## What the task requires
Set each record down exactly, excluding all images.

Region pointing data:
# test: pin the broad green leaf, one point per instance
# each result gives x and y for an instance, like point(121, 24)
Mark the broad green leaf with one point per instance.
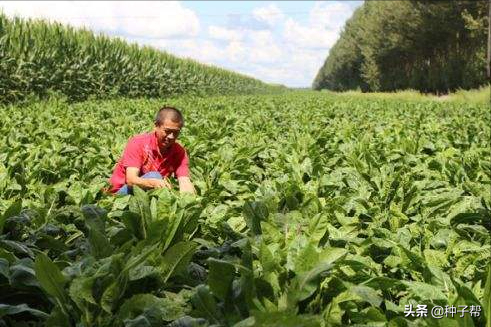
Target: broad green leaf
point(176, 259)
point(220, 276)
point(206, 305)
point(51, 279)
point(6, 309)
point(14, 210)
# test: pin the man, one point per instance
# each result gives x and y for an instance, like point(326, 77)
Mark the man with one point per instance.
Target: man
point(150, 158)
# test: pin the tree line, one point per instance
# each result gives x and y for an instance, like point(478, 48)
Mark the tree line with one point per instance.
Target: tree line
point(430, 46)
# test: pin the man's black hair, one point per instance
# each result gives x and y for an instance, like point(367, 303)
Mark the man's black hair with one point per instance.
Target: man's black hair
point(168, 112)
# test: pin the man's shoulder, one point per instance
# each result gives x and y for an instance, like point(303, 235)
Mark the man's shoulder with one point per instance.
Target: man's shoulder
point(140, 138)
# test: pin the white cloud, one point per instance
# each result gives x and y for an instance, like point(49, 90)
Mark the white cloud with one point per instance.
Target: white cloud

## Written solution
# test: pin the broad green leaf, one point per instance
# each result gives x and y for an instance, like point(121, 24)
Mark the broad green leaf with one point per instance.
Target: broad green leaf
point(176, 259)
point(220, 276)
point(206, 305)
point(51, 279)
point(6, 309)
point(14, 210)
# test: pin the man, one point per instance
# each result gives x and y for an instance, like point(326, 77)
Mark the man with one point per instance.
Target: man
point(150, 158)
# test: pin the tree line, one point per instance
# each result gives x and y for an instance, like point(478, 48)
Mark the tree line with one point per instance.
Target: tree line
point(430, 46)
# test: pin the man's black hair, one point per instance
# each result gives x and y for an instance, like point(367, 303)
Mark the man's black hair with one point per instance.
Target: man's black hair
point(168, 112)
# test: pin the man's shoulder, one point per instance
# each result gives x and y for an instance, like point(303, 235)
Mark the man's shoulder with one point per instance.
Target: man's shoulder
point(140, 138)
# test: pin the white cloud, one point per instance
# each result gives x and y for an instance, like point(49, 90)
Mark the white cloud with one point per instance.
Target: white cloud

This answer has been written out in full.